Exercise brief –
Extract every line of the material below and reproduce it faithfully.

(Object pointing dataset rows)
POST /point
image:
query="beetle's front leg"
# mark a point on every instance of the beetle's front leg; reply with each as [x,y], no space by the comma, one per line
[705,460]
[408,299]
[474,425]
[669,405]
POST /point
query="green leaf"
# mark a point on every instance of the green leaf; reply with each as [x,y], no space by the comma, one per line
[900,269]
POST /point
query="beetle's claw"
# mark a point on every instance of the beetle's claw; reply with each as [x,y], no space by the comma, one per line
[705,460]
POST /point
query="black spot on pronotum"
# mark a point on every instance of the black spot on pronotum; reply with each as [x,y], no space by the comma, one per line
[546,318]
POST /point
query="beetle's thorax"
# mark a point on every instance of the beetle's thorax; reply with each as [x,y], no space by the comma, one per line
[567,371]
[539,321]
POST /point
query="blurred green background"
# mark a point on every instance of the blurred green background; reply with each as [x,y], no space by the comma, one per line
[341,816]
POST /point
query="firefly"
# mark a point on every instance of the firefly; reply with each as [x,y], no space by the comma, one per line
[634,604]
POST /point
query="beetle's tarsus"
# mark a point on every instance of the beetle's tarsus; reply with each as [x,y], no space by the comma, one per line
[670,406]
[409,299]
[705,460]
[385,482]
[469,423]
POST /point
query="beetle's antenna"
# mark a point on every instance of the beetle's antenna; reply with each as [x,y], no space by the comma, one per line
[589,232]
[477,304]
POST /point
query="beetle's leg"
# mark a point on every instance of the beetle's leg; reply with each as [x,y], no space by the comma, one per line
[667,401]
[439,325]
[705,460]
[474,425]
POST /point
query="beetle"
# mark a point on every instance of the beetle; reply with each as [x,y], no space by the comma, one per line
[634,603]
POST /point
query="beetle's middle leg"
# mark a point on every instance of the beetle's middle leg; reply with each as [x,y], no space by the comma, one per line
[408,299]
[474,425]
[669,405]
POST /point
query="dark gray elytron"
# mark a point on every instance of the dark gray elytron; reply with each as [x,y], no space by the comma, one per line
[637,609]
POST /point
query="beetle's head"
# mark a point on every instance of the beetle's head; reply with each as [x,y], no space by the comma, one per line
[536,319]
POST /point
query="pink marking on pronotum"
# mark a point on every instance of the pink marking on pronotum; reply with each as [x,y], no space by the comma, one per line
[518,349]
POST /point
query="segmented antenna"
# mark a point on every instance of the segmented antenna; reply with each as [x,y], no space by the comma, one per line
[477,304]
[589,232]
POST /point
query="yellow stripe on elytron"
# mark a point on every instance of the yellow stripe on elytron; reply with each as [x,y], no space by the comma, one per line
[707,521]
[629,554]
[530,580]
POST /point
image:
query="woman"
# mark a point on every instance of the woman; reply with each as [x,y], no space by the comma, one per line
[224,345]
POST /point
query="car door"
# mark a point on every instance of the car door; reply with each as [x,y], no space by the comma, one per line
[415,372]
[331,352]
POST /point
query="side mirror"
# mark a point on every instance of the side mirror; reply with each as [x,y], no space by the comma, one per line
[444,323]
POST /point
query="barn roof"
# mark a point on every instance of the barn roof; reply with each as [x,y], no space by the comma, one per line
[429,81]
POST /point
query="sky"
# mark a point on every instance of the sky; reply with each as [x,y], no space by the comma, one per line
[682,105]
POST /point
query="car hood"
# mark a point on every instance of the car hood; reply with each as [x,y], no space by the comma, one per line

Result below –
POST /point
image:
query="beetle's front leg"
# mark a point on every instance of the beetle's front leg; reply with each as [x,y], no space by the comma, one per line
[705,460]
[408,299]
[474,425]
[669,405]
POST /point
query="green leaf"
# mark a point on every instance of the green leaf; reply with each as [x,y], no space by the comma, one per line
[900,269]
POST /point
query="beetle's claw"
# mark a point on every instance of the beetle's claw; reply with each as [x,y], no space by the comma, one per line
[705,460]
POST /point
query="black spot on pronotum"
# mark a point on every instance of the black spot on pronotum; reply with each as [x,y], no space by the comma, one per line
[546,318]
POST /point
query="beetle's thorax"
# mark a point on every instance of the beetle's thorax; reply with each as [x,y], no space by the comma, one per line
[567,371]
[539,321]
POST /point
query="blurred green background"
# mark a point on every instance of the blurred green background; reply with each as [x,y], no space by the comma, one per line
[341,816]
POST /point
query="firefly"
# mark a point on every instance of the firefly; reply with each as [x,y], no space by the comma, one per line
[634,604]
POST /point
query="beetle's tarsus"
# mark a point on every instance of the beetle's tarsus; reply with each as [x,y], no space by the comma, one per line
[670,406]
[409,299]
[705,460]
[385,482]
[469,423]
POST /point
query="beetle's antenna"
# mark a point on every instance of the beetle's antenna; reply with each as [x,y], no space by the comma, one per line
[589,232]
[477,304]
POST /point
query="beetle's leg"
# mark a point on every instance of the beetle's leg; reply with each as [x,y], no space by the comma, one per line
[667,401]
[439,325]
[705,460]
[474,425]
POST /point
query="beetle"
# mark a point on every instance of the beetle; reply with each as [x,y], no space by the comma, one per line
[634,603]
POST /point
query="beetle's middle leg"
# mark a point on every instance of the beetle's middle leg; reply with each as [x,y], no space by the comma, one per line
[408,299]
[474,425]
[669,405]
POST /point
query="dark gray elytron"
# mark a point on every instance of the dark gray elytron; reply with each as [x,y], no space by the comma, one per line
[637,609]
POST /point
query="beetle's head"
# mark a point on every instance of the beetle's head; reply with each as [x,y], no space by the comma, one per line
[536,319]
POST /point
query="pink marking on pronotum"
# mark a point on every instance of the pink marking on pronotum; reply with each as [x,y], no space by the comma, one per line
[518,349]
POST /point
query="segmented antenna"
# mark a point on every instance of the segmented antenna; reply with each as [x,y], no space by the comma, one per line
[477,304]
[589,232]
POST /point
query="yellow stripe on elytron"
# mark a point on every instance of the yellow stripe on elytron; reply with each as [x,y], no space by the comma, one per line
[707,521]
[629,554]
[530,580]
POST /point
image:
query="woman"
# mark a point on every instance of the woman; reply with each as [x,y], no space by the comma, one per line
[224,345]
POST /point
query="car door"
# mark a point on every instance of the car door; reply with each as [x,y], no space by the comma, one per line
[415,372]
[331,352]
POST /point
query="side mirror"
# mark a point on every instance of the side mirror; reply with each as [x,y], no space by the comma, one per line
[444,323]
POST /point
query="barn roof"
# mark a point on every instance of the barn roof; reply with each as [x,y], no space by the comma, one per line
[429,81]
POST /point
query="sky"
# mark a point on every instance of the sky; reply with each as [x,y], no space by the comma, one per line
[682,105]
POST /point
query="car hood"
# mark a point on every instance of the car hood; reply with each as [x,y], no space by the comma, one per line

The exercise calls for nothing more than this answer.